§ ИСХОДНЫЙ ТЕКСТ
--------------------------------

Народный шиизм оказался фактором, обладающим значительным мобилизационным потенциалом. Именно эта способность мобилизовать низы на социальный и политический протест превратила шиизм в генератор социальных перемен, в ходе которых формировались новые идентичности. Не исключено, что именно иранский шиизм стал своеобразным бэк-граундом для формирования модерновых идентичностных проектов. Степень восприимчивости шиитов к активной религиозной проповеди выше, чем у суннитов. Шиитские массы, склонные, с одной стороны, к религиозному фанатизму, а, с другой, восприимчивые к социальной несправедливости, легко составляли основу внесистемных и антисистемных движений, сочетавших политические лозунги с религиозными и социально-экономическими. Это способствовало тому, что во второй половине 1840-х годов иранские ремесленники оказались чрезвычайно восприимчивы к религиозной проповеди, которая содержала ответы не только на вопросы веры, но имела и политико-экономическую направленность. Бабизм стал реакцией традиционного общества на внешние вызовы, будучи попыткой модернизации, основанной на сочетании религиозных и светских идей, хотя религиозные принципы доминировали. Возникновение бабизма, активная проповедь Баба, восстания и попытки свержения каджарской династии – все эти факторы свидетельствовали о политизации иранского шиизма, подчеркивая и то, что иранская умма обладает немалым политическим потенциалом.
Вероятно, движение бабидов и бабидские восстания можно рассматривать как весьма отдаленные репетиции иранской революции. И хотя бабизм в значительной степени отошел от традиционного шиизма, он, тем не менее, показал, что именно ислам, его политические или политизированные тренды могут стать каналами генезиса и протекания социальных перемен и политических изменений. Сам протест против правящего режима показал, что шиизм в его наиболее радикальных вариантах может стать действенным оружием в борьбе верующих за права и свободы. Кроме этого, бабизм развивался как в значительной степени протестное и реформационное учение, что свидетельствует о том, что радикальные тренды в рамках иранского шиизма обладали значительным трансформационным потенциалом, способностью не только отвечать на внешние и внутренние вызовы, но и создавать таковые для властей в том случае, когда в глазах верующих правящий режим утрачивал свою легитимность.

--------------------------------

§ ИСХОДНЫЕ ДАННЫЕ
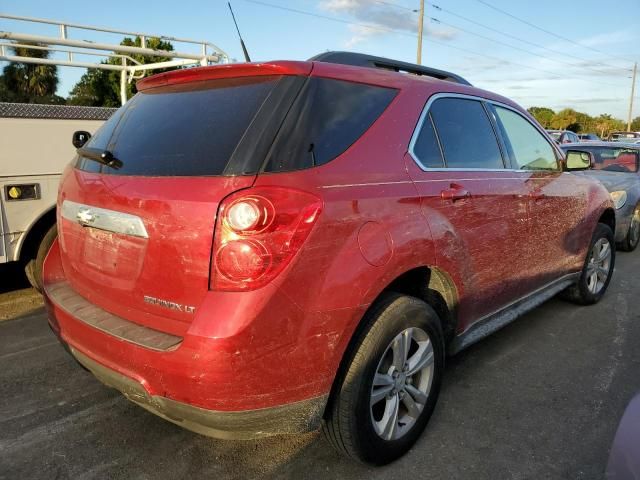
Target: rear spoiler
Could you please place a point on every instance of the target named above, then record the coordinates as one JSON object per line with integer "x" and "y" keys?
{"x": 370, "y": 61}
{"x": 233, "y": 70}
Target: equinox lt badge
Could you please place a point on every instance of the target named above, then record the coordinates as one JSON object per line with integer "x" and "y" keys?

--------------------------------

§ ЗАДАНИЯ
a) Когда, согласно тексту об иранском шиизме, иранские ремесленники оказались чрезвычайно восприимчивы к религиозной проповеди?
b) Перепишите без изменений все строки записей, приведенных выше после текста, опустив изображения.
Текст и записи между собой никак не связаны.

§ ИТОГОВЫЕ ОТВЕТЫ
a) Во второй половине 1840-х годов.

b)
Target: rear spoiler
Could you please place a point on every instance of the target named above, then record the coordinates as one JSON object per line with integer "x" and "y" keys?
{"x": 370, "y": 61}
{"x": 233, "y": 70}
Target: equinox lt badge
Could you please place a point on every instance of the target named above, then record the coordinates as one JSON object per line with integer "x" and "y" keys?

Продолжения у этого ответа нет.